→ **THE PROBLEM**:
In the passage below on the Kerr model, at what power flux densities does avalanche ionization plasma operate?

In this paper, an elegant and simple EM Kerr model based on a light wave is presented to explain the SC and HHG generation in different states of matter depending on the response time of the Kerr media. This EM model is an alternative model to the quantum mechanical 3-step model that explains HHG from solids. This work follows the earlier work of Alfano, Hope, and Shapiro based on ESPM⁴. The current model for HHG depends critically on the instantaneous response time of the Kerr media.

Since HHG and SC are nonlinear optical processes, E&M Kerr theory following Bloembergen¹⁸ and Bloembergen and Shen¹⁹ explains both HHG and SC generation from an ultrafast optical pulse. The Nonlinear Schrodinger Equation (NLSE) is commonly used to describe the nonlinear optical processes for describing the evolution of the envelope in the slow-varying approximation (SVA) and averaging over many cycles of the nonlinear phase. The NLSE is mainly used to describe the nonlinear effects from supercontinuum arising from self-phase modulation (SPM), four-wave mixing (4WM), cross-phase modulation (XPM), stimulated Raman scattering (SRS), and dispersion effects.

Most recently Alfano et al.²⁰ reported on the mechanism of electronic self-phase modulation (ESPM) which follows the instantaneous index of refraction n(t) via n₂. ESPM arises from the Kerr effect which follows the optical cycles of the phase and envelope of E(t). Kerr in 1875²¹ and Buckingham in 1956^{22, 23} laid down the foundation underlying the mechanism of the change in the index of the refraction on the electric field which can be instantaneous n(t). The changes associated with the electron cloud can be as fast as ~ 50 as (~ 10^–17 s)–1/3 of the Bohr orbit cycle time. Electronic cloud distortion can be associated with the quiver energy of the electrons. The ESPM mechanism is universal explaining HHG and SC generation in gases, liquids, and solids. The 3-step model¹¹ from classical and quantum mechanics for gases fails to explain dielectric and semiconductor solids. Alfano and Shapiro¹ pointed years before to the electronic cloud mechanism from ESPM in 1970 followed by Alfano et al.⁴ in solids and liquids including Noble gas liquids in 1972.

The electronic cloud mechanism of various materials is believed to have an ultrafast response on the order of 50 as (about 1/3 of Bohr orbital time of 150 as). This instantaneous response leads to HHG arising from fast n₂¹. Bloembergen and Yablonovitch²⁴ and later Bloembergen²⁵ proposed the spectral optical effect from ultrafast ionization plasmas with a sub-picosecond response (10^–13 s) for the nonlinear Kerr index in materials for the account to broadening and explain more Anti-Stokes broadening observed by Alfano and Shapiro^1,2,3 where both electronic and plasma ionization occurs.

Avalanche ionization plasma is a universal mechanism, fast change²⁴ which is operative at power flux densities of 10¹² W/cm² in ionic crystals, glasses, atomic and molecular fluids, and metals. This mechanism influences the plasma index modulation indeed n₂E² for the spectral broadening by self-phase-modulation. This is a universally observed phenomenon in small-scale filaments in any material observed pronounced broadening when short intense light pulses.

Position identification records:
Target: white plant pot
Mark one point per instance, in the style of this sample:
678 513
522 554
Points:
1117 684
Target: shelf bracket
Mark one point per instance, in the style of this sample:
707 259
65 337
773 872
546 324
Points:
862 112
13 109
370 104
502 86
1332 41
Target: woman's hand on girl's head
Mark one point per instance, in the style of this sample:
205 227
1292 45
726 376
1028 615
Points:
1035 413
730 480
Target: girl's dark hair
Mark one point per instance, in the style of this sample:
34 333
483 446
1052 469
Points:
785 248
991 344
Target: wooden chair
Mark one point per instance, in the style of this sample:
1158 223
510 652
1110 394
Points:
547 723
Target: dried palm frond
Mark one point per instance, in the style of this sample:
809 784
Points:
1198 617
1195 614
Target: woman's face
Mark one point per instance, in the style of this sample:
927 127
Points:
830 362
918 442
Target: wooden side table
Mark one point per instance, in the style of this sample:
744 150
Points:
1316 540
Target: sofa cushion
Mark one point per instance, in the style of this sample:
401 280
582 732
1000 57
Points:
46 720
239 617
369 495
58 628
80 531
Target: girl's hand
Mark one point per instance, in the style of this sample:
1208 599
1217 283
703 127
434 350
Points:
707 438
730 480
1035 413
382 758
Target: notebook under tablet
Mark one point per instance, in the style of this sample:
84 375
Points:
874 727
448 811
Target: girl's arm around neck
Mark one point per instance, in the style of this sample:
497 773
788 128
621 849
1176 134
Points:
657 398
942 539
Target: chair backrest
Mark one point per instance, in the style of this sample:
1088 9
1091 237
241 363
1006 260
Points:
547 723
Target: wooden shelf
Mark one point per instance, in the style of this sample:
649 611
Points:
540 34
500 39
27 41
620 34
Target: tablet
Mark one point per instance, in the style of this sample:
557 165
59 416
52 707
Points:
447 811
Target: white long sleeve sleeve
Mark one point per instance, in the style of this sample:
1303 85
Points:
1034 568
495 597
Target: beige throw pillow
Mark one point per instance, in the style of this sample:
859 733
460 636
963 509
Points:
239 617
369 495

→ **TASK OUTPUT**:
10¹² W/cm²